Written request: Reproduce the data below word for word, starting with the line that contains "Task: annotate every instance of the blurred" and continuing through the last line of the data.

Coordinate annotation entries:
** Start **

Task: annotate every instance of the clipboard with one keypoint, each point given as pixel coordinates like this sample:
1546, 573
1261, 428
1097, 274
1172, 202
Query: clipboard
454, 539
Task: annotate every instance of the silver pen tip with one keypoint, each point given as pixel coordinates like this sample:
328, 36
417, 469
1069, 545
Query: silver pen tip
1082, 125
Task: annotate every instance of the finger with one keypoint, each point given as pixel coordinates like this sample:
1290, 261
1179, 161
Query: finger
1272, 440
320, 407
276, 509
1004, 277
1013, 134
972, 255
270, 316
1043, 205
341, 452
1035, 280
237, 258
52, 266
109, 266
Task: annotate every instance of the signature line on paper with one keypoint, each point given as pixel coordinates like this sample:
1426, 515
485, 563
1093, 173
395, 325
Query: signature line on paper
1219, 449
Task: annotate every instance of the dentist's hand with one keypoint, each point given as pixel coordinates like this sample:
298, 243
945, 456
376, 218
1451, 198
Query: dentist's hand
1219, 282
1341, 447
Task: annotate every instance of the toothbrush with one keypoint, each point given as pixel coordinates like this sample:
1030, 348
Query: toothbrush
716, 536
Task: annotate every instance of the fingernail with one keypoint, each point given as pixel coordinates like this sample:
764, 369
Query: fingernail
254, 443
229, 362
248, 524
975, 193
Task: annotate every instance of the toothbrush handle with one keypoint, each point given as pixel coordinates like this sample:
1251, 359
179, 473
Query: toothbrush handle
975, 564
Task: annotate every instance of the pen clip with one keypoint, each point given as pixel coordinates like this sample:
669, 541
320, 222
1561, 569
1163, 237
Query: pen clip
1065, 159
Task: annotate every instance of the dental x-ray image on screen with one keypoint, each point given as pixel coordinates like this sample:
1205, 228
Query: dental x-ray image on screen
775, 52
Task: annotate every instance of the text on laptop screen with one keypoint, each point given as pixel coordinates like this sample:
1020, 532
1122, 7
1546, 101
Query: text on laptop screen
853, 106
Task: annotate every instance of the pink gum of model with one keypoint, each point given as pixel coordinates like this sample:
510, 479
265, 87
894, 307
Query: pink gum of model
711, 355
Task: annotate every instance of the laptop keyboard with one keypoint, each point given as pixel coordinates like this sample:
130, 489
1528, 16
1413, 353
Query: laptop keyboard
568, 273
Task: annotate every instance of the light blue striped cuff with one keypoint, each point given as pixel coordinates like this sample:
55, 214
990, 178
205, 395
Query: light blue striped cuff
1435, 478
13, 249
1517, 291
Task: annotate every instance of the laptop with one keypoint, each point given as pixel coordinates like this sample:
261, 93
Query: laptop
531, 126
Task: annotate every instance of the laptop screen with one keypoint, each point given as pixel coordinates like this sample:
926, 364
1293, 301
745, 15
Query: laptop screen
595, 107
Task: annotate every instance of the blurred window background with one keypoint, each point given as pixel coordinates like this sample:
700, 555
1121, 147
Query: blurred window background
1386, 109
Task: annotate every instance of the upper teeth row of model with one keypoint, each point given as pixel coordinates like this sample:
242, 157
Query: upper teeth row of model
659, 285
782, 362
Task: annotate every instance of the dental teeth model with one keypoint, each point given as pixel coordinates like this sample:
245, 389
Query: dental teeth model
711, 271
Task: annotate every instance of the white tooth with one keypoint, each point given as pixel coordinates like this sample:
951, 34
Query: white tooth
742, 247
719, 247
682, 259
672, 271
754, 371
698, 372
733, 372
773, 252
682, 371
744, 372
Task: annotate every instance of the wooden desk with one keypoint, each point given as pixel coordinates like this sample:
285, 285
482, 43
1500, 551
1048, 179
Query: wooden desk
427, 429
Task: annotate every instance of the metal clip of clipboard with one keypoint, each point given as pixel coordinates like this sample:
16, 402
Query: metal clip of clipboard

** End **

Task answer:
Task: annotate every instance of the blurred window background with one keypoint, each point given as pixel coordinates like this sample:
700, 555
1121, 147
Query: blurred window background
1386, 109
Task: annotate every instance of the upper teeth row of model with one keypoint, each point given as pixel coordinates like this sample:
242, 157
Query: upper teeth row of model
659, 285
782, 362
Task: annotate every instance of the dental teeth model with one keypoint, each point given as pixel coordinates like this sample:
245, 389
Query: dental teeth model
711, 271
Task: annotate every instance of the white tooth with one keypoint, each point given as pixel coordinates like this sample:
951, 34
Query: white tooth
742, 247
719, 247
682, 259
672, 271
754, 371
698, 372
733, 372
773, 252
682, 371
744, 372
Task: annotate every instance of the wooden desk with one keypoint, each point given as pixel coordinates like this sample:
285, 285
482, 43
1500, 551
1048, 179
Query: wooden desk
427, 429
Task: annotate every instance of the metal clip of clipboard with one keypoint, each point given as pixel coordinates like this sample:
16, 402
Query: metal clip of clipboard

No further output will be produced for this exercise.